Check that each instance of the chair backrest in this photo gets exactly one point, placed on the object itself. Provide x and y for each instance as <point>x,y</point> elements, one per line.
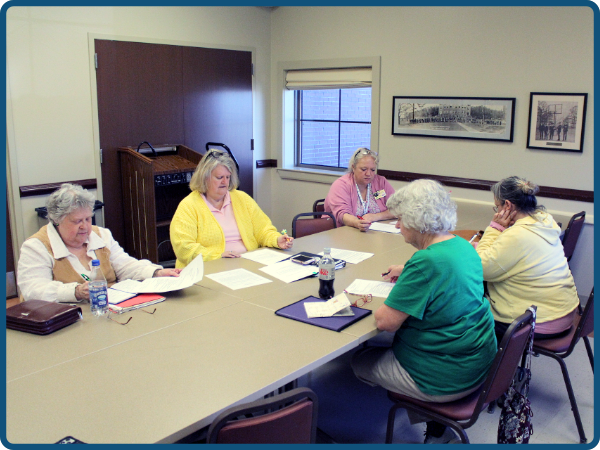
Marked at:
<point>510,353</point>
<point>572,232</point>
<point>586,322</point>
<point>305,227</point>
<point>289,418</point>
<point>319,205</point>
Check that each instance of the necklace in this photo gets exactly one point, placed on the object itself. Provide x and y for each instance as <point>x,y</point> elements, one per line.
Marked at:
<point>364,204</point>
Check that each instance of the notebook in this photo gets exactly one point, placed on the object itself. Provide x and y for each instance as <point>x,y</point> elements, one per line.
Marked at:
<point>296,311</point>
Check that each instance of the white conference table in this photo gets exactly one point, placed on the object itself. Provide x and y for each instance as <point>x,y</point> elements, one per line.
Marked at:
<point>166,375</point>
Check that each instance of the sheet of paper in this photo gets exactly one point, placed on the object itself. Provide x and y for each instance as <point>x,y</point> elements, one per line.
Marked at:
<point>265,256</point>
<point>328,308</point>
<point>115,296</point>
<point>375,288</point>
<point>238,279</point>
<point>191,274</point>
<point>349,256</point>
<point>385,227</point>
<point>288,271</point>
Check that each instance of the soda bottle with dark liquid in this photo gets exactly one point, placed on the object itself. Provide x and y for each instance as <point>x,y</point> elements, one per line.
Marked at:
<point>326,275</point>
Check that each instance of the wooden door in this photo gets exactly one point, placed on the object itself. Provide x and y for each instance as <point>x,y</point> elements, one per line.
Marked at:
<point>217,86</point>
<point>168,94</point>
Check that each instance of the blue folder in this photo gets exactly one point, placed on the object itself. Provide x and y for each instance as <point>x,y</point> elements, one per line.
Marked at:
<point>296,311</point>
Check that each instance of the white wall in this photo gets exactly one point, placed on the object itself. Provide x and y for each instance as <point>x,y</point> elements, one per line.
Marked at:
<point>453,51</point>
<point>52,123</point>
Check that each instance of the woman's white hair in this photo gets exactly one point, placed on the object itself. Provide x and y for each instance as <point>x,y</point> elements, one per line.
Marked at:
<point>207,164</point>
<point>425,206</point>
<point>66,199</point>
<point>359,154</point>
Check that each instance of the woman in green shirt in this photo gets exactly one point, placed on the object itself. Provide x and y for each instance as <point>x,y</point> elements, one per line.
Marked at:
<point>444,340</point>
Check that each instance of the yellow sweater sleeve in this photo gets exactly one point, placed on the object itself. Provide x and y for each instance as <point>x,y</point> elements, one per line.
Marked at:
<point>255,226</point>
<point>194,230</point>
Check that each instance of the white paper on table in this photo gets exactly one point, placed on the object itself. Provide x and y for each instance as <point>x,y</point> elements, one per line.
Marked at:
<point>328,308</point>
<point>265,256</point>
<point>375,288</point>
<point>349,256</point>
<point>288,271</point>
<point>238,279</point>
<point>192,273</point>
<point>115,296</point>
<point>385,227</point>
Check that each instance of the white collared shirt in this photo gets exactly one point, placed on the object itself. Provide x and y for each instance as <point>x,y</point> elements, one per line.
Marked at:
<point>34,272</point>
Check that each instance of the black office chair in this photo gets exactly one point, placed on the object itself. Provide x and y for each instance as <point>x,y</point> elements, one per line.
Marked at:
<point>559,348</point>
<point>289,418</point>
<point>572,232</point>
<point>319,206</point>
<point>318,222</point>
<point>463,413</point>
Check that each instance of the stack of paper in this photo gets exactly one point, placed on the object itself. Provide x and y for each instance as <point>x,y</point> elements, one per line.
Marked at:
<point>328,308</point>
<point>188,276</point>
<point>288,271</point>
<point>349,255</point>
<point>139,301</point>
<point>385,227</point>
<point>375,288</point>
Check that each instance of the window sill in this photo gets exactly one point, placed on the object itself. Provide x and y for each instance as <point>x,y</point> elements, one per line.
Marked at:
<point>312,175</point>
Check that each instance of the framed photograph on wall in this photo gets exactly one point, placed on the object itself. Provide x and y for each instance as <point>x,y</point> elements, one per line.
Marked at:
<point>556,121</point>
<point>454,117</point>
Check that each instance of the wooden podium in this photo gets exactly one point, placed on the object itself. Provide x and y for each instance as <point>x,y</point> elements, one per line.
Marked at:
<point>152,187</point>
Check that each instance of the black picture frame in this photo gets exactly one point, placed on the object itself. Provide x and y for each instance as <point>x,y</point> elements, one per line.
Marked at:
<point>550,114</point>
<point>485,118</point>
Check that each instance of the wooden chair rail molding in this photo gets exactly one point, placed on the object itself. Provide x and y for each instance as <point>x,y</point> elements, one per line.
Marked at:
<point>44,189</point>
<point>484,185</point>
<point>468,183</point>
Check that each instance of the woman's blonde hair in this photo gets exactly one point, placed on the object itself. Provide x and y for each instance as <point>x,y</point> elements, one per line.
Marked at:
<point>207,164</point>
<point>360,154</point>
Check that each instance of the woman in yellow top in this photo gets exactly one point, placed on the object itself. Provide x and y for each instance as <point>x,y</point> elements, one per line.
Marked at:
<point>218,221</point>
<point>524,261</point>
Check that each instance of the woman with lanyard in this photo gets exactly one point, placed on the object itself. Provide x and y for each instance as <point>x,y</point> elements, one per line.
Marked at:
<point>359,197</point>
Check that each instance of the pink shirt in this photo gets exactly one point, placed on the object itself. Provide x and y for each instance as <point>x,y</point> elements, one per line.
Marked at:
<point>343,197</point>
<point>226,218</point>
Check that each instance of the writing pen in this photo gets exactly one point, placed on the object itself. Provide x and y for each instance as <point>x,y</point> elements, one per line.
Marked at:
<point>284,232</point>
<point>473,238</point>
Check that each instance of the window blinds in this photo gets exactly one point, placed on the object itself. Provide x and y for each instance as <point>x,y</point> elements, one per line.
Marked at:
<point>357,77</point>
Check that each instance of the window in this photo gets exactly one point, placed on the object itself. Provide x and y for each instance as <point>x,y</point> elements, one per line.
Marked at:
<point>330,124</point>
<point>328,109</point>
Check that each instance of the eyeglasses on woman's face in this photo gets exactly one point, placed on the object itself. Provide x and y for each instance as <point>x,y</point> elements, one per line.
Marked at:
<point>498,206</point>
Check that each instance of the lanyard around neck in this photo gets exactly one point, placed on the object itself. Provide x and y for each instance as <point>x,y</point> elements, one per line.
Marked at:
<point>364,204</point>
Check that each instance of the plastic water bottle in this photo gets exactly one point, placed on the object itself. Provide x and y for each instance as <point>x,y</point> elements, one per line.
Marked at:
<point>326,275</point>
<point>98,291</point>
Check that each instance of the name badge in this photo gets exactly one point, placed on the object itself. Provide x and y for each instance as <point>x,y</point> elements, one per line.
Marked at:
<point>379,194</point>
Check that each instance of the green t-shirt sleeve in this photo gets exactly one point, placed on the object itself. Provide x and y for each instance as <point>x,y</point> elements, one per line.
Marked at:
<point>412,291</point>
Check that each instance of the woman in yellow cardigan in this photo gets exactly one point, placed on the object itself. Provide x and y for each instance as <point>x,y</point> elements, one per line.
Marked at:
<point>218,221</point>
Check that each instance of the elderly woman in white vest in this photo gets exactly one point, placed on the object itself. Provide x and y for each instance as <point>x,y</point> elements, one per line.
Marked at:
<point>56,262</point>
◇ ◇ ◇ ◇ ◇
Goal of the exercise: Rewrite every entry above with "Marked at:" switched to "Located at:" throughout, keeping everything else the same, and leave the pictures out.

Written response:
Check that each instance of the chair backrest in this photo gets exactly one point, placed on the object itself. Provide x and y for each instance as <point>x,y</point> elements, one per line.
Located at:
<point>510,353</point>
<point>572,232</point>
<point>586,322</point>
<point>305,227</point>
<point>289,418</point>
<point>319,205</point>
Check that each instance of the necklace in this photo gets exactly one point, placed on the object itself. Provide x and y for each instance as <point>x,y</point> elements, one per line.
Located at:
<point>364,204</point>
Check that each instance of the notebook in this photo gets exactly one point, placed on the object itself. Provide x and y for each instance as <point>x,y</point> elements, one per line.
Located at:
<point>296,311</point>
Check that each instance of the white conference table in this photo gets exactly one point, placed on the object itself. Provide x and y for each instance as <point>x,y</point> elements, one per line.
Located at:
<point>166,375</point>
Check that each instance of the sheet of paper in this photo gets exactly one point, placed on the object itself. Provide x and y for each instance as <point>x,y</point> elements, one per line.
Located at:
<point>265,256</point>
<point>328,308</point>
<point>115,296</point>
<point>375,288</point>
<point>238,279</point>
<point>191,274</point>
<point>349,256</point>
<point>385,227</point>
<point>288,271</point>
Check that each instance of the soda bottle with dark liquid in this photo gets exactly one point, placed on the object itself. Provide x and y for each instance as <point>x,y</point> elements, one per line.
Located at:
<point>326,275</point>
Check that each instance of the wooden door in this photo gets exactly one point, placed on the object itself. Provide x and y for each instance as <point>x,y</point> elements, one per line.
Located at:
<point>217,86</point>
<point>168,94</point>
Check that each instance of the blue folder in this photo gets exactly one point, placed on the object itself. Provide x and y for each instance as <point>x,y</point> elements, one per line.
Located at:
<point>296,311</point>
Check that each instance of the white wall in this photo gets exactly one point, placed on the object itself. Provide x and y for each instance as <point>x,y</point> elements, one per line.
Located at:
<point>453,51</point>
<point>52,123</point>
Check that each instance of the woman's white hair in this photo gets exactly one point, placed on the object itself. Provide x and y for each instance as <point>x,y</point> elements, one per line.
Located at:
<point>207,164</point>
<point>425,206</point>
<point>66,199</point>
<point>359,154</point>
Check that each instance of the woman in green shirt in this photo gets exactly one point, placed on the object itself. Provide x and y for each instance as <point>x,y</point> elements, one per line.
Located at:
<point>444,340</point>
Check that each instance of the yellow sweater sleeve in this photo gets exactly one point, placed on the object itself. Provide x and y for each instance as <point>x,y</point> elements, one per line.
Located at:
<point>255,226</point>
<point>194,230</point>
Check that each instance of the white paper on table in this photo gets exactly one point, placed on the object itself. Provide x and y for each instance as <point>x,y</point> elements, one per line.
Located at:
<point>328,308</point>
<point>265,256</point>
<point>375,288</point>
<point>349,256</point>
<point>288,271</point>
<point>238,279</point>
<point>192,273</point>
<point>115,296</point>
<point>385,227</point>
Check that each instance of the white collared shirt in this photo gets exactly one point, placed on the object itself. Provide x and y for each instance as <point>x,y</point> elements, one per line.
Located at:
<point>34,272</point>
Check that each instance of the black office chair in this photo gets exactly one point, placed on the object itself. Provide x and y for each instance as <point>x,y</point> elements, one per line.
Located at:
<point>559,348</point>
<point>289,418</point>
<point>572,232</point>
<point>319,206</point>
<point>318,222</point>
<point>463,413</point>
Check that each instance of the stack of paper in this photo gets exactly one point, placed on the object itself. Provide x and y for each instance as <point>x,y</point> elements, one per line.
Located at:
<point>328,308</point>
<point>188,276</point>
<point>288,271</point>
<point>349,255</point>
<point>139,301</point>
<point>385,227</point>
<point>375,288</point>
Check that each instance of the window sill in this photo gets exactly one point, placed on the object itself. Provide x and y for each instance as <point>x,y</point> elements, one per line.
Located at:
<point>312,175</point>
Check that each instance of the framed photograph on wall in this photo gets exactly one point, placed on the object itself. Provide x and y for each instance as <point>x,y</point> elements, one per line.
Located at:
<point>556,121</point>
<point>454,117</point>
Check that each instance of the wooden podium in this photo gets exactly one point, placed on the object itself. Provide x and y for each instance as <point>x,y</point> elements, one per line.
Located at:
<point>152,187</point>
Check that each instance of the black picture frame in this photo gets exactly one point, placed on the object itself. Provide x and y for each instance as <point>x,y</point> elements, one per line.
Located at:
<point>550,114</point>
<point>485,118</point>
Check that each instance of the wooden chair rail molding in this photo gets exactly one point, placed on the object itself. Provide x and y for each instance as <point>x,y</point> elements, one per line.
Located at:
<point>44,189</point>
<point>484,185</point>
<point>468,183</point>
Check that each instance of the woman's blonde hair in this photo gets exactly one point, placed on the object itself. Provide x and y for each instance as <point>x,y</point> elements, one per line.
Located at:
<point>207,164</point>
<point>360,154</point>
Check that each instance of the woman in yellow top in this photo gets exactly one point, placed on the object itself. Provide x and y for each instance as <point>x,y</point> elements, one per line.
Located at:
<point>218,221</point>
<point>524,261</point>
Check that each instance of the woman with lanyard in this photo gets exactly one point, placed on the object itself. Provide x and y for each instance as <point>x,y</point> elements, one per line.
Located at:
<point>359,197</point>
Check that each instance of the pink shirt in this photo gets exactly one point, placed on the object itself. Provide x and y for each instance as <point>x,y</point> elements, one per line.
Located at:
<point>343,197</point>
<point>226,218</point>
Check that each instance of the writing pen in this photo gets exactly one point, placed on the object itself. Provide x and y for each instance as <point>x,y</point> elements, one per line.
Located at:
<point>284,232</point>
<point>473,238</point>
Check that each instance of the window blinds in this photo gets exactly one point, placed on the object itself. Provide x and y for each instance as <point>x,y</point> elements, one per line.
Located at:
<point>357,77</point>
Check that each instance of the window in this photo gets exactly one point, placed on the object itself. Provide x and y for each instance as <point>x,y</point> elements, one per line.
Located at:
<point>330,124</point>
<point>328,109</point>
Check that each instance of the eyeglasses on woman's face in this photo gets exactly one point, placed on the object itself. Provide x and y for each instance as <point>x,y</point> elements, one per line.
Located at:
<point>498,206</point>
Check that each instance of the lanyard around neck in this photo gets exactly one point, placed on the object itself. Provide x and y for each instance as <point>x,y</point> elements, one per line.
Located at:
<point>364,204</point>
Check that each instance of the plastic water bottle in this photo gets exactly one point, placed on the object itself. Provide x and y for each instance as <point>x,y</point> elements, one per line.
Located at:
<point>326,275</point>
<point>98,291</point>
Check that each instance of the name badge in this photo gets exactly one point, placed on the object itself. Provide x and y for each instance as <point>x,y</point> elements, one per line.
Located at:
<point>379,194</point>
Check that each instance of the green t-shirt sleeve in this photo gets exactly one point, placed on the object itself. Provide x and y for each instance as <point>x,y</point> elements, one per line.
Located at:
<point>412,291</point>
Check that each instance of the woman in yellow cardigan in this photo gets exactly one point, placed on the object itself. Provide x and y for each instance as <point>x,y</point> elements, one per line.
Located at:
<point>218,221</point>
Check that each instance of the elderly woman in white vest in this photo gets exactly one point, placed on the object itself. Provide x and y for each instance as <point>x,y</point> elements, one per line.
Located at:
<point>56,262</point>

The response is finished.